Task 1 =>
Below, in the post on gendered language, set down the passage from "I have always" up to and including "for a moment.", word for word.
Task 2 =>
Answer these from the post on gendered language that follows:
(a) What date appears at the top of the post?
(b) Which pronouns does the post name as used in the U.K. in place of he/she?
(c) In Spanish, according to the post, what is meant by "the public man"?

Monday 3 April 2017

One Massive Horrendous Game of Philosophical Dominoes


I have always assumed, when thinking about the new-found sparkly visibility of the gender non-conformist community, that those living in the Romance language countries must have it so much harder. Here in the U.K, using pronouns ze or they in place of he/she, is a concept that has relatively recently entered into the public consciousness. Which of course is radical enough for the majority who, brought up on clear rail-tracks of he and she as far as the eye can see, have rarely known a spark to fly out and wink between the two, even for a moment. 

So imagine the overhaul required in Spanish, where the entire ordeal is grammatically gendered. Every item of clothing you are wearing, every adjective used to describe you, has the appropriate ending to match your perceived gender. To neutralise this involves a completely new grammatical ending, not to mention the fact that some of the male/female versions of the same word in Spanish don't even mean the same thing. My all time favourite example of this is the public man and the public woman– 

el hombre publico y la mujer pública

The public man is a politician, whereas the public woman is a prostitute! Despite the problematic (albeit quite comical) idea of a female politician having to choose between being called a male politician, or a prostitute (arguably, how different are they really?) there is the question of what would happen if you somehow neutralised these phrases to a genderless state. Which definition would the gender-neutral meaning fall onto? It becomes then a problem of association of meaning in gender, a problem ultimately in ways of thinking.

Record list =>
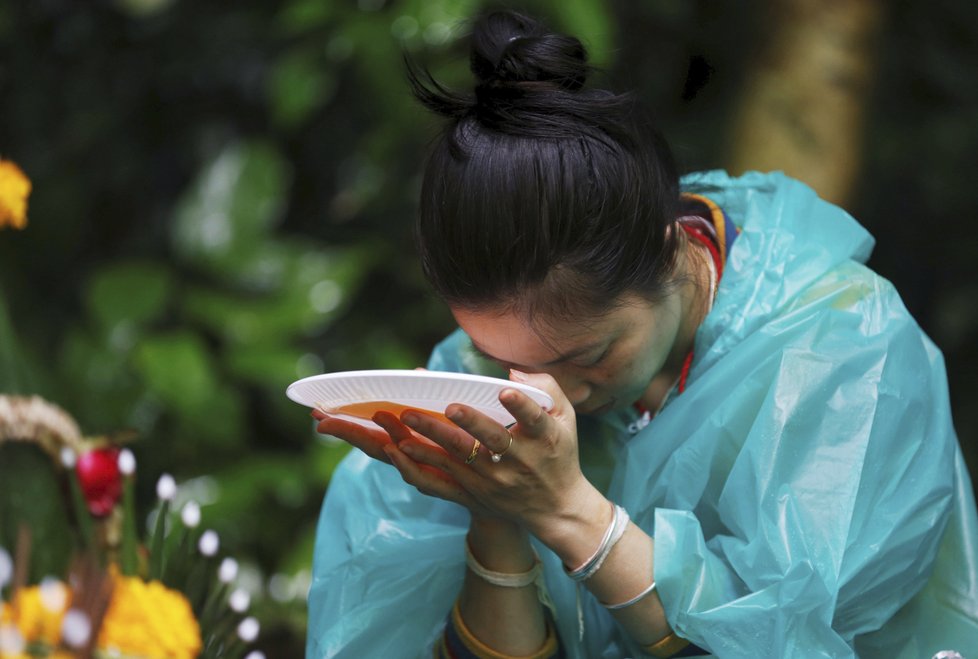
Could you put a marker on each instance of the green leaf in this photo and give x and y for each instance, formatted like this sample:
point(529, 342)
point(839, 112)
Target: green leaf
point(237, 199)
point(308, 288)
point(178, 368)
point(299, 84)
point(31, 496)
point(135, 292)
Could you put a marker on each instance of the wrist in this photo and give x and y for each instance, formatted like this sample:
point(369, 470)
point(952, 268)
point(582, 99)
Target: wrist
point(500, 545)
point(575, 531)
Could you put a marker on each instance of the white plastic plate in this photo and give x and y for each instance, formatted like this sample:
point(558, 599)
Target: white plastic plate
point(358, 394)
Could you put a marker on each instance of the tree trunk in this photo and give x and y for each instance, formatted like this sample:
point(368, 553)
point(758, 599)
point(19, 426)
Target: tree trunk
point(802, 108)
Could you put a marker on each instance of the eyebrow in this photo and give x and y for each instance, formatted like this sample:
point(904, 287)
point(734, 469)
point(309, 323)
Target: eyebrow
point(568, 356)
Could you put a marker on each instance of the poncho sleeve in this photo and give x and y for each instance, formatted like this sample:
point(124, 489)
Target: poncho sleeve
point(803, 487)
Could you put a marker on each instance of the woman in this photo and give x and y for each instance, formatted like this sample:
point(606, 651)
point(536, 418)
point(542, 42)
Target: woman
point(751, 451)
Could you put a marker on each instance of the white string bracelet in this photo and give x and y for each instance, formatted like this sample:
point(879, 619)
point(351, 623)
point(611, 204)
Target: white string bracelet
point(504, 579)
point(638, 598)
point(533, 576)
point(619, 522)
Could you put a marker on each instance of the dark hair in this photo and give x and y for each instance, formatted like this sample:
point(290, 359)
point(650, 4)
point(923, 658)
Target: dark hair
point(540, 194)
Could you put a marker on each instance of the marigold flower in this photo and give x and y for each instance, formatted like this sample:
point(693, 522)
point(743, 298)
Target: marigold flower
point(31, 613)
point(149, 620)
point(14, 190)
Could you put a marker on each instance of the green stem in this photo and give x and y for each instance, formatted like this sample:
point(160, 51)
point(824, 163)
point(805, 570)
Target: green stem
point(129, 560)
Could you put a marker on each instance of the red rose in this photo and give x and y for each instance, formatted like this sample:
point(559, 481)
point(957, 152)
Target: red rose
point(101, 483)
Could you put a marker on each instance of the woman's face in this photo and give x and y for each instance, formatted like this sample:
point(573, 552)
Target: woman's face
point(602, 364)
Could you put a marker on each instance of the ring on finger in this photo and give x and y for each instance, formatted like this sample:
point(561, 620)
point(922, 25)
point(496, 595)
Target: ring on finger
point(475, 452)
point(496, 457)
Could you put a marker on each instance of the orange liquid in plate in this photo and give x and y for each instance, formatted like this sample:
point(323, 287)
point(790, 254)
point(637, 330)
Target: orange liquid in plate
point(366, 410)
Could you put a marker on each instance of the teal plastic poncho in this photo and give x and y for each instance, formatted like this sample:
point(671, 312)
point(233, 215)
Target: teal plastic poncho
point(806, 492)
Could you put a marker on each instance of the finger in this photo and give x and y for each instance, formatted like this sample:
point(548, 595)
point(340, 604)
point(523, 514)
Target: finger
point(369, 441)
point(533, 419)
point(435, 457)
point(389, 422)
point(428, 481)
point(494, 436)
point(397, 430)
point(458, 443)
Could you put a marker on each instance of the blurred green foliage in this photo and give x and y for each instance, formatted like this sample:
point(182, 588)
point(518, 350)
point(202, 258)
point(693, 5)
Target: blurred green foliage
point(223, 196)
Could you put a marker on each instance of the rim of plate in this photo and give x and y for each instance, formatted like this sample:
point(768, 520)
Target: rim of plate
point(541, 397)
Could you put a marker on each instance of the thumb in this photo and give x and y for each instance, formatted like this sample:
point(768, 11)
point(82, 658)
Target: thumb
point(546, 383)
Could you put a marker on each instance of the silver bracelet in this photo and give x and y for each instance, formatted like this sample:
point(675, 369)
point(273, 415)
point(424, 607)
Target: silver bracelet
point(645, 593)
point(619, 522)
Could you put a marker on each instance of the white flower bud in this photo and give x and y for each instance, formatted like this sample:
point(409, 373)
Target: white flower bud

Expected answer 1 =>
I have always assumed, when thinking about the new-found sparkly visibility of the gender non-conformist community, that those living in the Romance language countries must have it so much harder. Here in the U.K, using pronouns ze or they in place of he/she, is a concept that has relatively recently entered into the public consciousness. Which of course is radical enough for the majority who, brought up on clear rail-tracks of he and she as far as the eye can see, have rarely known a spark to fly out and wink between the two, even for a moment.

Expected answer 2 =>
(a) Monday 3 April 2017
(b) Ze or they
(c) A politician